▶ _THINGS TO DO_
1. What command does the bigfloat library page give for testing the library?
2. Transcribe everything in the bigfloat library page from "How to use this" down to "first 8191 digits.".
3. Pick up the bigfloat library page after its final sentence and keep writing it.

===== PROVIDED TEXT

This is a fixed-precision floating point library. How much precision is a compiletime constant. Its purpose is to be more accurate and less of an appeal to authority than doubles and math.h. It does not load any values (that would be cheating, not to mention a problem when the precision changes), but it does precompute and cache a number of values, such as e and pi.

My motive for implementing big number arithmetic was to get the correct constants for symmetric multistep methods for n-body gravitational simulation. Doubles only took me so far. It turns out that implementing a big number library is a waste of time, because gcc comes with a floating point big number library, mpfr, which does all this stuff well already. But on the other hand, that requires setting up some libraries that it isn't clear how to do. g++ installed them on my computer, but i686-pc-cygwin-g++ doesn't compile even hello-world programs, and an hour of googling and experimenting did not bring joy. If I supply plain .h and .cpp files that do the job with no external dependencies (like assembly or math.h or mpfr.h), that avoids configuration issues. And anyhow, bignum arithmetic isn't all that big. If I've done it myself I'm depending on fewer black boxes. And maybe I'm learning something useful in the process.

How to use this library: download base.h, bigfloat.h, and bigfloat.cpp into your source tree somewhere. An example of using them: multistep.cpp #includes "bigfloat.h", and is compiled by "g++ -O3 bigfloat.cpp multistep.cpp -o multistep". You should probably replace base.h with your existing primitives and modify bigfloat.h, bigfloat.cpp to use your existing primitives. base.h, bigfloat.h, bigfloat.cpp (and the example multistep.cpp) are public domain, no strings attached, no warranty implied. You can test it by "g++ -g -DBIGFLOAT_TEST bigfloat.cpp -o bigfloat".

Timings: about 9x slower than mpfr for 1000-digit precision
(exponent 104 base 2^{32}), and around 1.5x slower than mpfr
for 100-digit precision (exponent 11 base 2^{32}). Going
from this
page and accounting for my 3.6GHz CPU. Accuracy: pi to 8192
hexadecimal digits is accurate for the first 8191 digits.

==========
===== PROVIDED MATERIAL

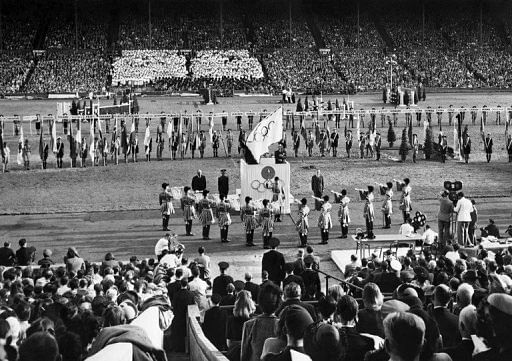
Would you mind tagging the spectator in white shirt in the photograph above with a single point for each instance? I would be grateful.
(406, 229)
(463, 209)
(429, 236)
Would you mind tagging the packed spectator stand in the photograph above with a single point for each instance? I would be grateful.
(440, 45)
(76, 303)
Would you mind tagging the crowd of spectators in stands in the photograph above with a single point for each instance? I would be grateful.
(218, 64)
(144, 66)
(13, 71)
(434, 307)
(305, 70)
(69, 72)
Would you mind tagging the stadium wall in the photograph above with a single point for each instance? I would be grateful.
(199, 347)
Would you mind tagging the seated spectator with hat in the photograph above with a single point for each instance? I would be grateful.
(405, 335)
(296, 320)
(490, 230)
(46, 261)
(7, 255)
(221, 282)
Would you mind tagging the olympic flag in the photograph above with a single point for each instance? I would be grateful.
(266, 133)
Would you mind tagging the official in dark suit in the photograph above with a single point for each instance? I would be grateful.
(335, 142)
(60, 152)
(25, 255)
(311, 280)
(317, 186)
(290, 277)
(251, 287)
(446, 321)
(273, 263)
(488, 143)
(199, 182)
(466, 148)
(7, 255)
(292, 297)
(182, 299)
(223, 183)
(222, 281)
(467, 327)
(214, 324)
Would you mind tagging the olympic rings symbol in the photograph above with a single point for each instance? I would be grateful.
(261, 187)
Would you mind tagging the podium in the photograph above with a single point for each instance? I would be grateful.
(256, 181)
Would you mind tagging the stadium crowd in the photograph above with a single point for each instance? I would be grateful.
(13, 71)
(461, 304)
(69, 72)
(144, 66)
(448, 52)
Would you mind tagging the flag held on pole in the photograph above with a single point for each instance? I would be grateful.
(266, 133)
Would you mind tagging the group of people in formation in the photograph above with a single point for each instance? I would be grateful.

==========

▶ _SOLVED PROBLEMS_
1. g++ -g -DBIGFLOAT_TEST bigfloat.cpp -o bigfloat

2.
How to use this library: download base.h, bigfloat.h, and bigfloat.cpp into your source tree somewhere. An example of using them: multistep.cpp #includes "bigfloat.h", and is compiled by "g++ -O3 bigfloat.cpp multistep.cpp -o multistep". You should probably replace base.h with your existing primitives and modify bigfloat.h, bigfloat.cpp to use your existing primitives. base.h, bigfloat.h, bigfloat.cpp (and the example multistep.cpp) are public domain, no strings attached, no warranty implied. You can test it by "g++ -g -DBIGFLOAT_TEST bigfloat.cpp -o bigfloat".

Timings: about 9x slower than mpfr for 1000-digit precision
(exponent 104 base 2^{32}), and around 1.5x slower than mpfr
for 100-digit precision (exponent 11 base 2^{32}). Going
from this
page and accounting for my 3.6GHz CPU. Accuracy: pi to 8192
hexadecimal digits is accurate for the first 8191 digits.

3.
The datatype is a fixed array of 32-bit digits, a 64-bit exponent, a
1-byte length, and a boolean sign bit. It's not a very compact
representation for simple numbers like 1. The
exponent is base 2^{32}, that is, one per digit. The digits
are not initialized beyond the length, which makes certain operations
faster (for example 1*1 requires 1 multiplication instead of n*n).
Some operation use 16-bit digits instead to do calculations, but
they all pack the answer back into 32-bit digits when they are done.
The top digit is always nonzero, except for 0, which has no digits at
all, and is positive and has a smaller exponent than anything else.

It would be better if the exponent were base 2 (like in mpfr)
rather than base 2^{32}. It would be better if the numbers
near 0 followed the IEEE standard, with the top digits 0, so the
smallest representable numbers don't have a big gap right
around 0. I reserve the right to change my code incompatibly in the
future. Make a copy of it if you want something that doesn't change.

There are tons of special cases. The way to catch all those special cases is to exhaustively test all inputs. The way to exhaustively test all inputs to a bignum package is to reduce the data type: when testing, use just 4 2-bit digits with a range of exponents just a little more than double the number of digits, rather than n 32-bit digits with all 64-bit signed values as exponents. This preserves all the edge cases, including having some middle values, yet makes it possible to enumerate all possible values. If you have lots of time to burn you can test all possible values with 3 4-bit digits too (I made assumptions that the digits were a power-of-two number of bits).

Addition and subtraction of floating point numbers is one of the hardest little problems in computer science. It has unbelievably many conditions and special cases. The examples below assume base-10 digits.

- Addition and subtraction are handled by one routine, because 0.1 + -1 requires the same code as 0.1 - 1.
- Whether it is treated as addition or subtraction (and whether the result is positive or negative) is determined up front, and requires sorting the arguments based on their absolute value.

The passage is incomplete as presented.